▶ _SET PROBLEM_: Turn the rows below into a numbered list, skipping any blank lines. Begin at the row that has "of the blurred" and stop after the row that has "(1054, 594)".

▶ _DATA_:

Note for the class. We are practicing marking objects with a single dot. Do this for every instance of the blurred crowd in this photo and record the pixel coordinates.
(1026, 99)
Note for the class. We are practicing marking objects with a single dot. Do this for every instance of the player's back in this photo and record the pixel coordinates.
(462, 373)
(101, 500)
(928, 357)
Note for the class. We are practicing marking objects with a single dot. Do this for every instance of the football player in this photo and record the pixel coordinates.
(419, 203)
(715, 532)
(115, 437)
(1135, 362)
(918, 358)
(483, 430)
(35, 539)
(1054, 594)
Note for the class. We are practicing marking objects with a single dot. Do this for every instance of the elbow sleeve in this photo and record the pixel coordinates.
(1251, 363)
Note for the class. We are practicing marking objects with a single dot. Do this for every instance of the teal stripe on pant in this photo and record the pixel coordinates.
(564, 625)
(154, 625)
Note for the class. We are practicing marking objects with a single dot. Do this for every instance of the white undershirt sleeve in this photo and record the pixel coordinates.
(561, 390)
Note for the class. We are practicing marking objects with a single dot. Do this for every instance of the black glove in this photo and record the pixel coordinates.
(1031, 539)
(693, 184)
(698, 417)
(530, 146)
* * *
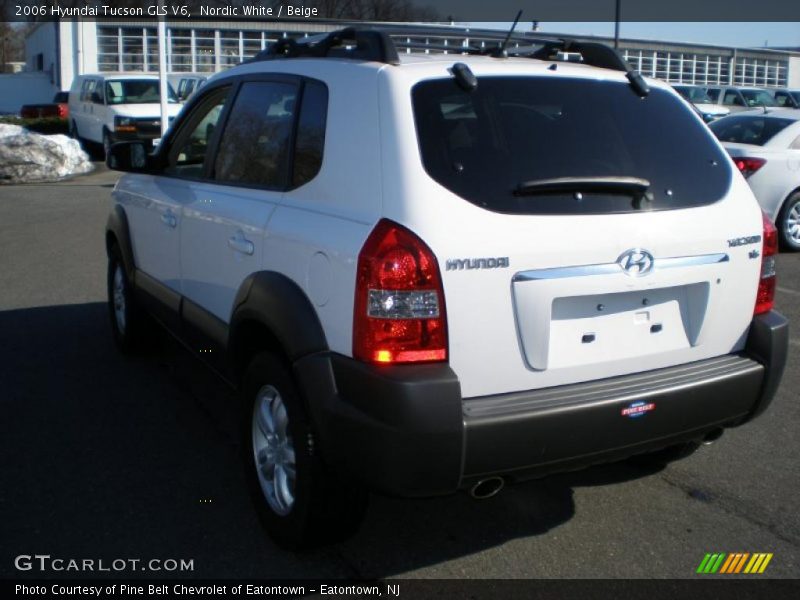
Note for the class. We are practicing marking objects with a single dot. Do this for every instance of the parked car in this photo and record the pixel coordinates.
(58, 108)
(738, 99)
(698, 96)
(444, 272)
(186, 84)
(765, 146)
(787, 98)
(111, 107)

▶ _TASK OUTPUT_:
1. Note for the class. We are practicing marking objects with a single dot. Do this for every instance of the blurred crowd in this photo and record the pixel coordinates.
2. (1026, 99)
3. Note for the class. We are practicing marking objects with a single dot. Do this for every instance of the player's back in this photo and record the pixel coordinates.
4. (462, 373)
5. (101, 500)
6. (928, 357)
7. Note for the class. We are practicing marking objects with a single dot. Do this for every instance of the football player in this photo and record the pixel coordinates.
8. (419, 203)
9. (715, 532)
10. (115, 437)
11. (1135, 362)
12. (918, 358)
13. (483, 430)
14. (35, 539)
15. (1054, 594)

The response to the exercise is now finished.